> **Material for the task**
- - -

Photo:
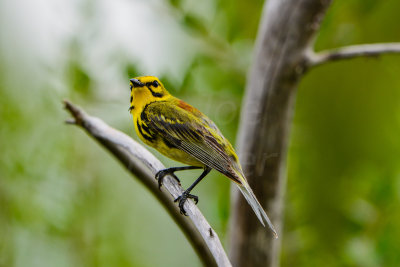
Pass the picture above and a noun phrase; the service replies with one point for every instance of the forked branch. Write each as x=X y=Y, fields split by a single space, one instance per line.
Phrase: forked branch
x=353 y=51
x=144 y=165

- - -

> **Assignment**
Give every line above again exactly, omitting whatever pictures appear.

> **Solution for this task**
Photo:
Pass the picture above and a noun phrase; the service replies with one point for every instance of the forked branch. Write each as x=X y=Y, fields split by a single space, one instance per line.
Phrase: forked branch
x=353 y=51
x=144 y=165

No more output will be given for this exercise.